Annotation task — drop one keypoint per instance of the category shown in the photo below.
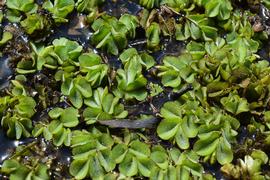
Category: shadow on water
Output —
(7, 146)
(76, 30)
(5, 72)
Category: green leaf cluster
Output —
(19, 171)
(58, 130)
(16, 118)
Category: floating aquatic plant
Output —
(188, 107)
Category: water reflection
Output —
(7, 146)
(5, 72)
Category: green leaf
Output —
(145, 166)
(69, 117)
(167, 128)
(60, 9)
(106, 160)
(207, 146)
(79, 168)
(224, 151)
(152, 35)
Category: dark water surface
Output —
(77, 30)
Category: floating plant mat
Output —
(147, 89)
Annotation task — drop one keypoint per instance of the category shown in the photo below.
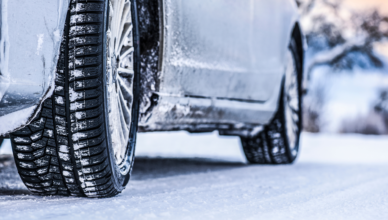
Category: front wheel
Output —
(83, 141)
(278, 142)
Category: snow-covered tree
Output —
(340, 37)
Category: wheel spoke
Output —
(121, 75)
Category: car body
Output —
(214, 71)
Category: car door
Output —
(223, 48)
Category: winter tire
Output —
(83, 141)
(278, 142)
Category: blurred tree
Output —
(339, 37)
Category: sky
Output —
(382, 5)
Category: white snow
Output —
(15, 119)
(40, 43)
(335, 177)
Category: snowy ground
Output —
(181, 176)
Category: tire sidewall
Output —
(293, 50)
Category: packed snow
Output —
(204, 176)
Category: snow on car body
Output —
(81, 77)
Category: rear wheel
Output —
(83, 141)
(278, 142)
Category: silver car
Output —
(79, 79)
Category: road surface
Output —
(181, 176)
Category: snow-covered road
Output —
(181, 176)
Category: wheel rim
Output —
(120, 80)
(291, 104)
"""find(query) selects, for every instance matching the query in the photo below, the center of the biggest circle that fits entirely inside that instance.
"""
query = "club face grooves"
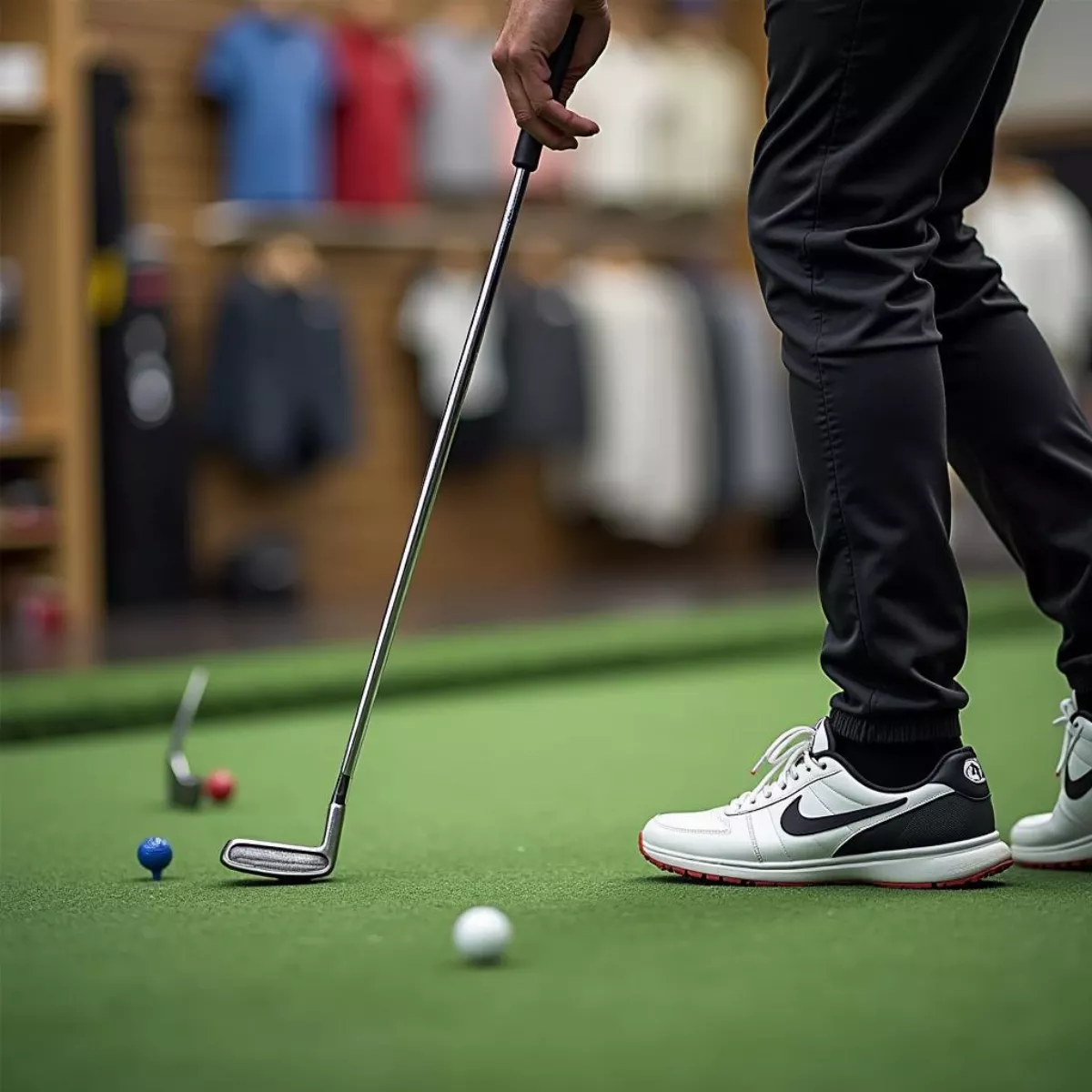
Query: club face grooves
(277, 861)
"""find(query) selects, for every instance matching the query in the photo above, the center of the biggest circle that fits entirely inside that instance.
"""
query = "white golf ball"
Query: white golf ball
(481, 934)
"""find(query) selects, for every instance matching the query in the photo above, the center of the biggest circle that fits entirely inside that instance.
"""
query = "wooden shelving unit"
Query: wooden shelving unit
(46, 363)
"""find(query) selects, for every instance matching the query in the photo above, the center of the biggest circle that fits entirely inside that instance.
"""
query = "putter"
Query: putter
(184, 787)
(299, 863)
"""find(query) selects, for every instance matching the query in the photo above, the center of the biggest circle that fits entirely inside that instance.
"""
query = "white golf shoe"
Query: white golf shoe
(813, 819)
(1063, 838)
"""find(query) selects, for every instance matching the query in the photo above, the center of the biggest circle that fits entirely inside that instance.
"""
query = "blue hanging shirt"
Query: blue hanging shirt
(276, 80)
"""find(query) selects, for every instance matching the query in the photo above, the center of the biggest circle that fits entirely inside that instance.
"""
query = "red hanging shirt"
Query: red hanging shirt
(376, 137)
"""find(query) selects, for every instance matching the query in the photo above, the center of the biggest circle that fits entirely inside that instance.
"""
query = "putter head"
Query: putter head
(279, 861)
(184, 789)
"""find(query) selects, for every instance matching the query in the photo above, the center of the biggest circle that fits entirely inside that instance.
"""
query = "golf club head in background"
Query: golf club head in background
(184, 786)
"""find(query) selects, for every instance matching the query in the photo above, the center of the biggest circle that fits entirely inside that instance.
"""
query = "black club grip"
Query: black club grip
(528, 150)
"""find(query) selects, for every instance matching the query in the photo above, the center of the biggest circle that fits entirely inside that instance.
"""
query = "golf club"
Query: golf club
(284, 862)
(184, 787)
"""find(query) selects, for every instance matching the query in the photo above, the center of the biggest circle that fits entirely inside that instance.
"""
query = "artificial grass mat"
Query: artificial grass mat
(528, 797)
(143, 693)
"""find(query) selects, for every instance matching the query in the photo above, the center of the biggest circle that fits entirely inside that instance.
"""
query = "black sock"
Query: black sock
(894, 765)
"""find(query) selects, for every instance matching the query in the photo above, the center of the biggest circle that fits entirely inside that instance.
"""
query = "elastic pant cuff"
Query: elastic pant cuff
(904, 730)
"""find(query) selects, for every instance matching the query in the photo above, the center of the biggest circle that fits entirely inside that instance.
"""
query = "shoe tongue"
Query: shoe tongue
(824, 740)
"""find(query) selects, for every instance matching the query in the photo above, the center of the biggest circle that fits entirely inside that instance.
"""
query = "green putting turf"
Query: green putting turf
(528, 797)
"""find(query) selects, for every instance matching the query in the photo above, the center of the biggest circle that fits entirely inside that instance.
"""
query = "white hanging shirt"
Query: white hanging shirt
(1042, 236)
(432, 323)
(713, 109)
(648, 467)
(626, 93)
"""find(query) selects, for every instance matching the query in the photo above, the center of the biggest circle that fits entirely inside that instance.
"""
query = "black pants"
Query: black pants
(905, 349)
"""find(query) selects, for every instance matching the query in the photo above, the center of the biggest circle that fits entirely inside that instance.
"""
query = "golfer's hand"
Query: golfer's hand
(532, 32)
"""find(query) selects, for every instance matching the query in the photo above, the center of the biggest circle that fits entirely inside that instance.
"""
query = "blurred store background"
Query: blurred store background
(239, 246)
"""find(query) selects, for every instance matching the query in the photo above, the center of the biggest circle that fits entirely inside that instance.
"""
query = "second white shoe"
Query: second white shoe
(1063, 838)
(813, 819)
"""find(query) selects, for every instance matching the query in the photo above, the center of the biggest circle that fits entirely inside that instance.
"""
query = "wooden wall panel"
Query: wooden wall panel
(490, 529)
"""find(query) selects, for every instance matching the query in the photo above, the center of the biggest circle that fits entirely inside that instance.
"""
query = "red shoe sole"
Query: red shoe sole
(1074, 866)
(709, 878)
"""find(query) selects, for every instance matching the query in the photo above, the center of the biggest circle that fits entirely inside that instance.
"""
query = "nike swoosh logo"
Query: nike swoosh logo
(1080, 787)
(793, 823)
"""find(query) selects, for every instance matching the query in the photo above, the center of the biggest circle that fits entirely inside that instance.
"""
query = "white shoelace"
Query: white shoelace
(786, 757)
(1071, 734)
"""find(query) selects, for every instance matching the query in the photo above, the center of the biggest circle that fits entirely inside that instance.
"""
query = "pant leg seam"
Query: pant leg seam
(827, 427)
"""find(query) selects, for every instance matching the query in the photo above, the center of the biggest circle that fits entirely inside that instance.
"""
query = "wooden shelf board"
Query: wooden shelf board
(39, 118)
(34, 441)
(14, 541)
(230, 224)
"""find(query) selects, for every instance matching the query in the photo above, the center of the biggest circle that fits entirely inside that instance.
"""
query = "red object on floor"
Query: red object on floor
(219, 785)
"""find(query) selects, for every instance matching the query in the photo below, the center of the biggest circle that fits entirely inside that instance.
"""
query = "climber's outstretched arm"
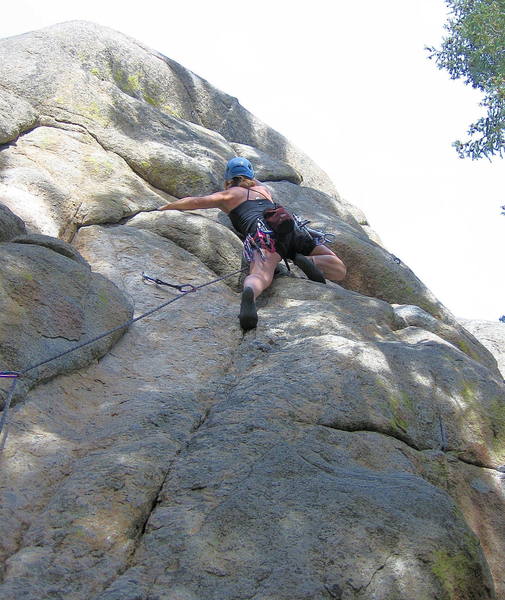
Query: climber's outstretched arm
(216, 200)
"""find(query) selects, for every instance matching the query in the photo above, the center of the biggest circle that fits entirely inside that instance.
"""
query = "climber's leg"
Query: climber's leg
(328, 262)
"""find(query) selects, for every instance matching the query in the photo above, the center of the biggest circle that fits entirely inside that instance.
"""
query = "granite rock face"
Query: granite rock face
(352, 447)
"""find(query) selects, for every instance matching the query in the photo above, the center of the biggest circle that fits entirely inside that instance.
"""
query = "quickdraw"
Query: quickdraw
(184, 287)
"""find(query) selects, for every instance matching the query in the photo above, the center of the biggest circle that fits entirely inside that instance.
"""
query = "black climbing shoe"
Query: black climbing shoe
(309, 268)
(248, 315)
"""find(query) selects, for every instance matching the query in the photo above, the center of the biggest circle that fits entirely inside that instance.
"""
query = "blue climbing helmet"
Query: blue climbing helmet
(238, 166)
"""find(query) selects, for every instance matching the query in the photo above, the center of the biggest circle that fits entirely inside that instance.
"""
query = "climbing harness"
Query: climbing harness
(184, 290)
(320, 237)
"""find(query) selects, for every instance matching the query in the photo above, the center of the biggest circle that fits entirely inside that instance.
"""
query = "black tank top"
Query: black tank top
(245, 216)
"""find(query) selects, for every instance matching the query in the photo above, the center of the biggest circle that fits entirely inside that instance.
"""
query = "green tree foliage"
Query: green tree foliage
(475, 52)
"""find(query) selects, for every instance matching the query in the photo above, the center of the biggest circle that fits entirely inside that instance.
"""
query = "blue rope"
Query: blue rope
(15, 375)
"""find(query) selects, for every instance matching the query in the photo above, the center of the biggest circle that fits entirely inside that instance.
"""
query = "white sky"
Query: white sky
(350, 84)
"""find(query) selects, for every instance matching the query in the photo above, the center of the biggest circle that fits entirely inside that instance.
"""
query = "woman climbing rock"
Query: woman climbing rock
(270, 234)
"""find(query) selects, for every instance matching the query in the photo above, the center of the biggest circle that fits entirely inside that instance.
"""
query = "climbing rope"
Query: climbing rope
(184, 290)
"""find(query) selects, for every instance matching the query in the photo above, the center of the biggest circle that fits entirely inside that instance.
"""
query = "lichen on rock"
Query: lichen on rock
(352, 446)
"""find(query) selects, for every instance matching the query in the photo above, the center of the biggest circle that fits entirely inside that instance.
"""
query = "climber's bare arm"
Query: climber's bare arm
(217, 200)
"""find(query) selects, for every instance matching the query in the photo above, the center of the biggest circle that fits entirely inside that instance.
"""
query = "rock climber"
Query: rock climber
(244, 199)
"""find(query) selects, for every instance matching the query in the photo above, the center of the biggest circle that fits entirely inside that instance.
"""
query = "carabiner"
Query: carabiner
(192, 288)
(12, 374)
====
Try it -
Look through the entries above and find each line where the word "road" occurs; copy those lines.

Written response -
Category: road surface
Category: snow-covered road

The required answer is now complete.